** Opening AVAILABLE RECORDS block **

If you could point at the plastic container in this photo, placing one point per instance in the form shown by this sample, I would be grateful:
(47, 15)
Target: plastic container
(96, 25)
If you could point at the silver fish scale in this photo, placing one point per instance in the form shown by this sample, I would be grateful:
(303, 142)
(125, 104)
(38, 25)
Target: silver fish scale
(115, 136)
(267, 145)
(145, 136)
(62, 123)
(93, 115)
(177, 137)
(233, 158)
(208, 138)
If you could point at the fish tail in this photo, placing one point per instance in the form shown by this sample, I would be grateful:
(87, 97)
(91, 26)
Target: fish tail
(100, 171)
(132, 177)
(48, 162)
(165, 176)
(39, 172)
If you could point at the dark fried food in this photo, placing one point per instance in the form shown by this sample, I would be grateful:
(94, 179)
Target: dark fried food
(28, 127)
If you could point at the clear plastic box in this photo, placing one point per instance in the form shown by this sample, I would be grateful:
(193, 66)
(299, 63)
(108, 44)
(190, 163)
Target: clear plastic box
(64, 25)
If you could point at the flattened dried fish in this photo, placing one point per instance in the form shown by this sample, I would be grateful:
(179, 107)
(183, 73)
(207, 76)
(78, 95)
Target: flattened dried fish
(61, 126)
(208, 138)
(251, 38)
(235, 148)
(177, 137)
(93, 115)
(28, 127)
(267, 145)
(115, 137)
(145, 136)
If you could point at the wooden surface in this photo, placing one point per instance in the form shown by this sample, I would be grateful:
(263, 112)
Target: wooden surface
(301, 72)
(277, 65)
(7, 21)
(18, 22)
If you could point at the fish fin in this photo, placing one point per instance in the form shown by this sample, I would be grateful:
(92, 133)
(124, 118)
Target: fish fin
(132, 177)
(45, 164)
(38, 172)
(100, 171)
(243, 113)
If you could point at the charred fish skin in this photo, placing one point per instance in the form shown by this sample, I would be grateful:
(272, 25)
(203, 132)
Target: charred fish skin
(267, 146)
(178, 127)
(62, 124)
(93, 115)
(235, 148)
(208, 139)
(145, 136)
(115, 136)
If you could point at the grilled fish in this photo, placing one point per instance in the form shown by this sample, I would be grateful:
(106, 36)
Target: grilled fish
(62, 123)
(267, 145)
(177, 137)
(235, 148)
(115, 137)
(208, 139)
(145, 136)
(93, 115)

** Closing AVAILABLE RECORDS block **

● REQUIREMENT:
Reproduce the records word for word.

● OUTPUT FOR THIS TASK:
If you could point at the plastic container in this photo, placing one point per instance in the form shown by this sample, I would be grateful:
(47, 15)
Target: plastic container
(96, 25)
If you could point at the silver fish scale in this photo, placing one point per instance in the form shown by this sample, I would be grateful:
(303, 142)
(125, 104)
(38, 25)
Target: silver fish scale
(115, 136)
(267, 145)
(145, 136)
(62, 123)
(93, 115)
(177, 137)
(233, 158)
(208, 138)
If you could point at the fish tail in this photo, placing one point per instance in the form shown by this sample, I would be grateful:
(87, 97)
(91, 26)
Target: fish tail
(100, 171)
(132, 177)
(48, 162)
(165, 176)
(39, 172)
If you could point at the dark fried food in this photo, placing one point per instance in the form shown by this sample, I would be grateful:
(94, 179)
Target: dark fried food
(28, 127)
If you could point at the clear plastic box in this photo, placing one point per instance in the form shown by this sample, I would be grateful:
(193, 66)
(299, 63)
(108, 44)
(190, 163)
Target: clear plastic box
(64, 25)
If you could point at the flattened dried fish in this photo, placing one point per instance in the form shown by this sample, I would be grateful:
(179, 107)
(183, 73)
(207, 76)
(78, 95)
Target: flattened dried fish
(61, 126)
(208, 138)
(251, 38)
(235, 148)
(177, 137)
(93, 115)
(28, 127)
(267, 145)
(115, 137)
(145, 136)
If you could point at the wooden surface in this photo, placing one point per instance in the form shown by this sample, I would be grateful:
(263, 112)
Target: wooden surface
(301, 72)
(277, 65)
(7, 21)
(18, 22)
If you could point at the fish fin in this photo, placing one point per instance in the form shown by this sample, I would be grateful:
(92, 133)
(124, 118)
Target: fish fin
(132, 177)
(45, 164)
(38, 172)
(100, 171)
(243, 113)
If you could point at the charred fish skin in this photo, placing one point per instance in the form shown by this sample, I would be grateful:
(272, 25)
(203, 132)
Target: charred fish skin
(267, 146)
(178, 127)
(62, 124)
(93, 115)
(235, 148)
(208, 139)
(145, 136)
(115, 136)
If you could point at the grilled fish in this photo, placing one point per instance in the form shown by this sample, I would be grateful:
(106, 36)
Target: grilled fish
(62, 123)
(267, 145)
(177, 137)
(235, 148)
(115, 137)
(208, 139)
(145, 136)
(93, 115)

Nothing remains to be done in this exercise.